#### Lista de datos
----

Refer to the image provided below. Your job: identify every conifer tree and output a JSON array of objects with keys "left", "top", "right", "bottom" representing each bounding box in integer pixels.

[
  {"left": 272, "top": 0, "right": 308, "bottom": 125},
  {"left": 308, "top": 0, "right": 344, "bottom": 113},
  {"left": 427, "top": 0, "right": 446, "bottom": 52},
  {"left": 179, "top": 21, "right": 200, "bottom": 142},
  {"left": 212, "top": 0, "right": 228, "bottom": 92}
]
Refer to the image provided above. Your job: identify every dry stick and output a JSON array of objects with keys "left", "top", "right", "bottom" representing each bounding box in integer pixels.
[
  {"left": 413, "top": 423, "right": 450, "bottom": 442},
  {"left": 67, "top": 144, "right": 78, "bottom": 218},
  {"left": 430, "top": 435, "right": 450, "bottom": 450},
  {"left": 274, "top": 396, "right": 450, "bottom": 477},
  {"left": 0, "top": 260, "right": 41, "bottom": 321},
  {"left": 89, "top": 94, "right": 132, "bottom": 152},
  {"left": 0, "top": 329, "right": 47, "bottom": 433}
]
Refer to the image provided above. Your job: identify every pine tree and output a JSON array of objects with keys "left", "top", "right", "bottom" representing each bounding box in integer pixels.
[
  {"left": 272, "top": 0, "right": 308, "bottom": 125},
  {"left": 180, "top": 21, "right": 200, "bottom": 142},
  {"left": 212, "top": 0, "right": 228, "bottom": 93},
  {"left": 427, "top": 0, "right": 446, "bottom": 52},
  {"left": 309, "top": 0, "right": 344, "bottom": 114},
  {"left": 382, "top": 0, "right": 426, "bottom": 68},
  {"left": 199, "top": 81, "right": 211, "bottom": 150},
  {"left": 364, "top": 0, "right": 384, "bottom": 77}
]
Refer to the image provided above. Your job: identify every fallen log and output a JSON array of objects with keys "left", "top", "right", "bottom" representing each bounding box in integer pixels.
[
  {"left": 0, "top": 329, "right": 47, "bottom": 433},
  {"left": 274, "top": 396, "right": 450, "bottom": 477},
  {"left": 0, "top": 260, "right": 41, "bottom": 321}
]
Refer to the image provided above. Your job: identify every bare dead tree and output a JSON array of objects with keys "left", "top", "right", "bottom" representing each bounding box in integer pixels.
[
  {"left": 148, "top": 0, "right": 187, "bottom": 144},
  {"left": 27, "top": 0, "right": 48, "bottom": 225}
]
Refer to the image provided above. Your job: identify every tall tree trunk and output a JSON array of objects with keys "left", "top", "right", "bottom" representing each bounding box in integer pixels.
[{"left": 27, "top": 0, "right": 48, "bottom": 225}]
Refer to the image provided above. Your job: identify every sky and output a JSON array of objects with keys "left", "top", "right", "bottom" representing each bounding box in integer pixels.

----

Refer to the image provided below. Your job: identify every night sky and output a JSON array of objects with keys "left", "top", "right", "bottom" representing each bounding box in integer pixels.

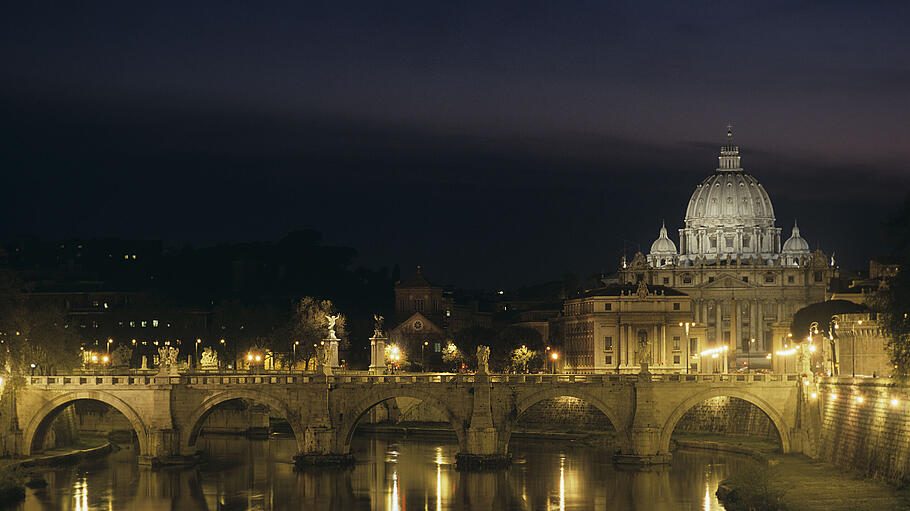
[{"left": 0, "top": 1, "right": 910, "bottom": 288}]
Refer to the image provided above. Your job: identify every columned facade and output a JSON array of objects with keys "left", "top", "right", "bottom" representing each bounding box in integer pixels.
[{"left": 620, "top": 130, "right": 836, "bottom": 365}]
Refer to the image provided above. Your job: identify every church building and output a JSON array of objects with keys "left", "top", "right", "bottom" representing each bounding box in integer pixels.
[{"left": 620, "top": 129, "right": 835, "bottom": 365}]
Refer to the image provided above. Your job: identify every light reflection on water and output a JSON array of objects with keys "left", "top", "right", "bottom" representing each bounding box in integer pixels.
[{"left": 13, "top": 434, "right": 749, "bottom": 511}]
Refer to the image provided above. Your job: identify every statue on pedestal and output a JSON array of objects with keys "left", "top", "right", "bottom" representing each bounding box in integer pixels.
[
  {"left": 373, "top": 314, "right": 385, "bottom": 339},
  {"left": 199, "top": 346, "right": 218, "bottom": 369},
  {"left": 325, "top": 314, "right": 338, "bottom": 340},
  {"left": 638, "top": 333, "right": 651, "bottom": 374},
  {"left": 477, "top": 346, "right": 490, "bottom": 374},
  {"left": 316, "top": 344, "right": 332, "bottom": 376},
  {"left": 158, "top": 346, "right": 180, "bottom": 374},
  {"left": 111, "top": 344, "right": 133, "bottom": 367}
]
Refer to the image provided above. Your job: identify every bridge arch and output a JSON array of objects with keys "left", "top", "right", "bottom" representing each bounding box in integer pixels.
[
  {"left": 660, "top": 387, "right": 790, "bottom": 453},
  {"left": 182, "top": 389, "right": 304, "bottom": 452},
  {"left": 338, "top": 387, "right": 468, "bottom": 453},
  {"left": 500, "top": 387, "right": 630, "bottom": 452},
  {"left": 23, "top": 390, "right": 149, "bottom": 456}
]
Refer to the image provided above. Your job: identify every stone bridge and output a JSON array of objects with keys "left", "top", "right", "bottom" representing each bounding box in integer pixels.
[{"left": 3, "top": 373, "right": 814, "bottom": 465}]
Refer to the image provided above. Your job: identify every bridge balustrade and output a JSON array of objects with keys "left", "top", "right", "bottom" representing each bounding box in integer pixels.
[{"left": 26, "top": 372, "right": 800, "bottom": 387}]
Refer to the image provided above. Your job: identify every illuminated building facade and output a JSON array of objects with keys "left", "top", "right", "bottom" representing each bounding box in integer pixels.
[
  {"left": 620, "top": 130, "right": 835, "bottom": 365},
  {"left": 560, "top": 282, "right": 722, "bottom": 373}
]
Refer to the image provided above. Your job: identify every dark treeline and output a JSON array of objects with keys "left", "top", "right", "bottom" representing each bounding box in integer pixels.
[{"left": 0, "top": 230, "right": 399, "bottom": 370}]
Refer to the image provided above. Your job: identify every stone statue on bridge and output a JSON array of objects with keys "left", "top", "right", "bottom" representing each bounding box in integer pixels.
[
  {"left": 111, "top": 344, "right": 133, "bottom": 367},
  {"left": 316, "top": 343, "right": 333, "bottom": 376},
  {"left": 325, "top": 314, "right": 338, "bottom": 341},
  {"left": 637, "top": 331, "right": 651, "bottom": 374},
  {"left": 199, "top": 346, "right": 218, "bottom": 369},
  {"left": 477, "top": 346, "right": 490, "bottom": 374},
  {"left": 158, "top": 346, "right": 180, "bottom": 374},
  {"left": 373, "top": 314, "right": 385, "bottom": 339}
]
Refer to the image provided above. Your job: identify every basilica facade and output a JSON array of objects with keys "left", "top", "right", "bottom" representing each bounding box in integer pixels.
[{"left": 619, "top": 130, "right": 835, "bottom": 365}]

----

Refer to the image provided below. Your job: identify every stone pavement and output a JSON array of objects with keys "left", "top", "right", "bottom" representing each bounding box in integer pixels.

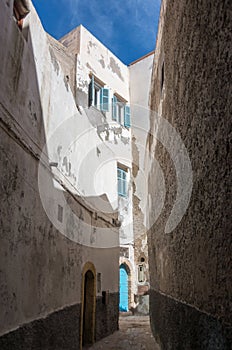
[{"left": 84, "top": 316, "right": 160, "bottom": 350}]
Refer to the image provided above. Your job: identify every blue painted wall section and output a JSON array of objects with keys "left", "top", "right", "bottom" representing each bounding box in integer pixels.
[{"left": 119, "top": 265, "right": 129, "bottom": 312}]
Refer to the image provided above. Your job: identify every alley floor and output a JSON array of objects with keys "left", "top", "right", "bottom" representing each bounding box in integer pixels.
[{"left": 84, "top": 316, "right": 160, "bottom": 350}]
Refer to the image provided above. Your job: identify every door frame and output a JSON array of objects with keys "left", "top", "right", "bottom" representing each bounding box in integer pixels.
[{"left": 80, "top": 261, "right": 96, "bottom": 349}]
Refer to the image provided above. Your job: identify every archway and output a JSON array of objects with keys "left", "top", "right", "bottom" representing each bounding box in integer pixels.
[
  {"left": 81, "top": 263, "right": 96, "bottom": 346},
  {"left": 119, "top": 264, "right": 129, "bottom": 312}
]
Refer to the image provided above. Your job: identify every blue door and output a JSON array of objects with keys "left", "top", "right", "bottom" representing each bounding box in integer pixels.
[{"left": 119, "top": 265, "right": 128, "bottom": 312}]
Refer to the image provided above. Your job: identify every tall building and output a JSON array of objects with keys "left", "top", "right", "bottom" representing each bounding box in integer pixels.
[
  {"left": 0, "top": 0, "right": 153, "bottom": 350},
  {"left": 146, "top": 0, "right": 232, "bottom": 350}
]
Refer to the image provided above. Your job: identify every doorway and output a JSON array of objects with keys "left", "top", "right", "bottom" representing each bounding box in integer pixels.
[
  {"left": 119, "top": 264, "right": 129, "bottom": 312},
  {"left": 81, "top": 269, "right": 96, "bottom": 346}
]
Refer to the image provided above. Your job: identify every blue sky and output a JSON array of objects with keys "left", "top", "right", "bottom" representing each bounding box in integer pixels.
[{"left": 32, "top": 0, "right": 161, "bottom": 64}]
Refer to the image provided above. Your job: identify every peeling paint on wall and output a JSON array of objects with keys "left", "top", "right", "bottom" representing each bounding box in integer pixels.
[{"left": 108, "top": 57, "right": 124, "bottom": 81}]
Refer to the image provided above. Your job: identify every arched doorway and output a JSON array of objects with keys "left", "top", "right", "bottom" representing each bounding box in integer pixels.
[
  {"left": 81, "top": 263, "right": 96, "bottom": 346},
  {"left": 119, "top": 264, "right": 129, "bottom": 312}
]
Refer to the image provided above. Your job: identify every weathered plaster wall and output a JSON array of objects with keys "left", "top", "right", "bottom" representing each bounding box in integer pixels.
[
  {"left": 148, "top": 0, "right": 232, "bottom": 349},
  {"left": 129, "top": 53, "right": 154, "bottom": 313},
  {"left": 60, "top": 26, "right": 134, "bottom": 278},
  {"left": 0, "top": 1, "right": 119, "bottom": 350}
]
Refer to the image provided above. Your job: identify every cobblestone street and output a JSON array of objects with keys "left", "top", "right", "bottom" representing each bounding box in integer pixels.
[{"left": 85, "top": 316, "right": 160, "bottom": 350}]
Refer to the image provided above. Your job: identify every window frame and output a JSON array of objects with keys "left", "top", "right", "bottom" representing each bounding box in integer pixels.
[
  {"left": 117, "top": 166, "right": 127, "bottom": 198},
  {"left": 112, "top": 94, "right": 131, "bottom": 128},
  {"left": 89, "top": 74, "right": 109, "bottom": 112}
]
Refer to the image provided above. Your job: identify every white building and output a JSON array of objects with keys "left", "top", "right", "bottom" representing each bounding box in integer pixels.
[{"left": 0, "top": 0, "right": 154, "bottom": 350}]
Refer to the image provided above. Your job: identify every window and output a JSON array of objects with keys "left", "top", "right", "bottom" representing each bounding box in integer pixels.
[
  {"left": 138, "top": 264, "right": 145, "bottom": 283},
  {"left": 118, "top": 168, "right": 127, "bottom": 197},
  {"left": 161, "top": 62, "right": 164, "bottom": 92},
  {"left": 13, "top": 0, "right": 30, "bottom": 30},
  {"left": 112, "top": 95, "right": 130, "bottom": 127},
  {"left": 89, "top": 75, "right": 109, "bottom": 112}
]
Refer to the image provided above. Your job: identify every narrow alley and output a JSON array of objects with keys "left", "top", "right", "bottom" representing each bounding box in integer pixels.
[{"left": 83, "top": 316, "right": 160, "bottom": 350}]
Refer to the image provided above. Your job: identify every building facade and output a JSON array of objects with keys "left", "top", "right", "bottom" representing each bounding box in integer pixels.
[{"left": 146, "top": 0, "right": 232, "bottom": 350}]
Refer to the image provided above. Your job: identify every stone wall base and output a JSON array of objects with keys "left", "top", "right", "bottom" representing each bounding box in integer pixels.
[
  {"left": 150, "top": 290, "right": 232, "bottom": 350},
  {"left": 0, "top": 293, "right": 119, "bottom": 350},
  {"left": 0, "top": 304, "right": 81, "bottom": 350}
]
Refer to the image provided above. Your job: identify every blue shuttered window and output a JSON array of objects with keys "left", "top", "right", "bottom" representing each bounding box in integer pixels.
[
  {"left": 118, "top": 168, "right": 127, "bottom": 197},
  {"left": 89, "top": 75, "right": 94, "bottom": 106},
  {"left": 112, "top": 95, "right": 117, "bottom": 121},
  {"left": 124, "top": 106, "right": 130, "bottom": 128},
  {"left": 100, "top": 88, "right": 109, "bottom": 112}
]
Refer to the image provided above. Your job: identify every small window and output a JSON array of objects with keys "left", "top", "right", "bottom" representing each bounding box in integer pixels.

----

#### Qué se pide
Actualiza las líneas que empiezan en la que contiene "every blue shuttered" y terminan en la que contiene "identify every small", ambas incluidas, y reprodúcelas cambiando "bounding box" por "enclosing box" sin alterar nada más.

#### Respuesta del ejercicio
Refer to the image provided above. Your job: identify every blue shuttered window and output a JSON array of objects with keys "left", "top", "right", "bottom" representing each enclosing box in integer pixels.
[
  {"left": 118, "top": 168, "right": 127, "bottom": 197},
  {"left": 89, "top": 75, "right": 94, "bottom": 106},
  {"left": 112, "top": 95, "right": 117, "bottom": 121},
  {"left": 124, "top": 106, "right": 130, "bottom": 128},
  {"left": 100, "top": 88, "right": 109, "bottom": 112}
]
Refer to the image provided above. Your job: identify every small window and output a JSON array of objects with keys "left", "top", "right", "bottom" representing each enclosing box in integer pixels.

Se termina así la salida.